# PROBLEM TO SOLVE
Render every line of the listing below as a numbered list, skipping blank lines and omitting the picture.

━━━━━ EXERCISE DATA

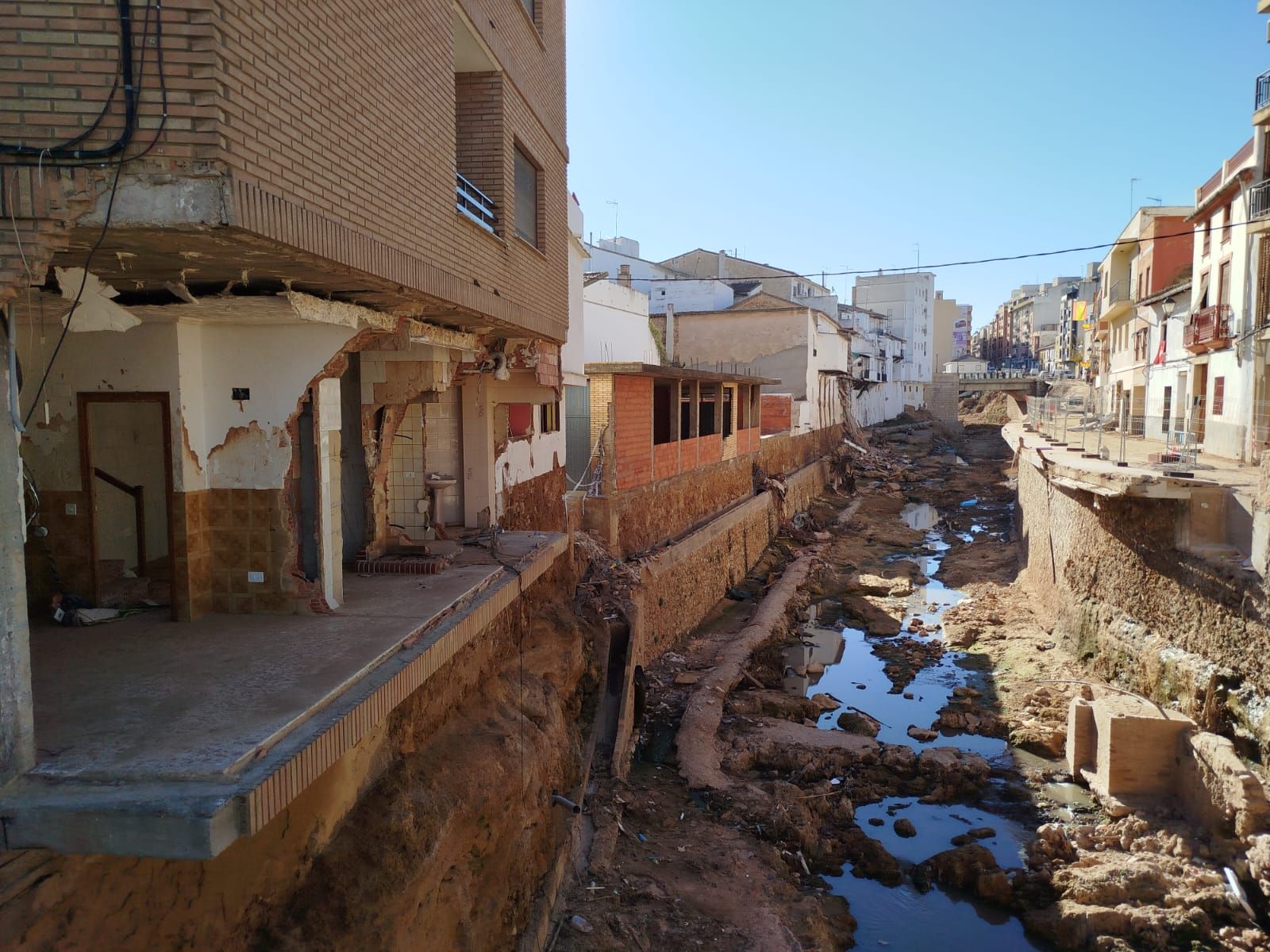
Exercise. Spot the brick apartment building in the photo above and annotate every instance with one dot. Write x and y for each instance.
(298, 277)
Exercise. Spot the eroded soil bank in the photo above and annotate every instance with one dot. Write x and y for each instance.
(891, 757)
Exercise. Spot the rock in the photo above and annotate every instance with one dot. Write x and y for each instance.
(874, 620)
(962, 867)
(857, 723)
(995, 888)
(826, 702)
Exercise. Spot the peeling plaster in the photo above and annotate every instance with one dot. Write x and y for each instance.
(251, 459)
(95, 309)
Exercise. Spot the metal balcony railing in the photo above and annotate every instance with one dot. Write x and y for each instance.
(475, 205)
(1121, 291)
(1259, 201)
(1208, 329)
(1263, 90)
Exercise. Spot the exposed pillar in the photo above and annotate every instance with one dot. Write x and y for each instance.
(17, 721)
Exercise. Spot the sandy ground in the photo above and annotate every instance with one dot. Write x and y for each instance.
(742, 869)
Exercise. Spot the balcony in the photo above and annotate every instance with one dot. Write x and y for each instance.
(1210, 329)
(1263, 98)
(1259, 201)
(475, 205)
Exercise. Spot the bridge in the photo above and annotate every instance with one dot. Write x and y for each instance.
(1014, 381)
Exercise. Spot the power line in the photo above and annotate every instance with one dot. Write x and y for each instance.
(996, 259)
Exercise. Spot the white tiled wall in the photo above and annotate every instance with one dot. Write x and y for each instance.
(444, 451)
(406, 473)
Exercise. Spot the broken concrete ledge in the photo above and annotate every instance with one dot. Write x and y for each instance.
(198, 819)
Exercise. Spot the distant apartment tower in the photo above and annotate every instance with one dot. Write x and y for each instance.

━━━━━━━━━━

# THE COMPLETED TASK
1. Exercise. Spot the brick apartment building in the photo above and annotate every instance with one dot. Write x and y for each instance.
2. (298, 277)
3. Exercise. Spot the eroded soil bank in the photo above and annotate every instance with one dot. Write x and y for each instance.
4. (891, 757)
5. Exercise. Spot the rock in the photo above and annotate every instance with one dot. Write x and y for each instance.
6. (874, 620)
7. (962, 867)
8. (857, 723)
9. (995, 888)
10. (826, 702)
11. Exercise. Spot the peeling plaster in the photo above and annotate every instance with one dot. Write x and y for each instance.
12. (251, 459)
13. (95, 309)
14. Exercise. Spot the metal balcony railing in the photo above and annotate every instance with one dot. Write x and y for each instance.
15. (475, 205)
16. (1121, 291)
17. (1259, 201)
18. (1208, 329)
19. (1263, 90)
20. Exercise. Spot the exposed pillar in the photo above and annotate every instance with one dot. Write x and y for each instance.
21. (17, 721)
22. Exercise. Spot the sandy ground in the photo above and annotate every instance with one dot. Write x and y for each instance.
23. (742, 869)
24. Exercise. Spot the balcony in the photo above and annotate every instance with one dot. Write x and y for each instance.
25. (1210, 329)
26. (1263, 98)
27. (1259, 201)
28. (475, 205)
29. Exercise. Spot the bridge in the photo above and annotate every instance with one dot. Write x and y for each instance.
30. (1014, 381)
31. Exercise. Spot the power line in the photo above and annotate every instance with one dot. Write x and y for each instance.
32. (996, 259)
33. Exercise. Spot the white tiled wall in the photo above and annotate every instance with one dot. Write x and y for each instance.
34. (444, 451)
35. (406, 473)
36. Exercise. Spot the broken concrete ledge in the photo above and annotate every instance with one dot. Write x and y for each instance.
37. (198, 819)
38. Exercise. Spot the distant apartment tower in the photo above and annotate every instance with one dot. Write x and y for each instance.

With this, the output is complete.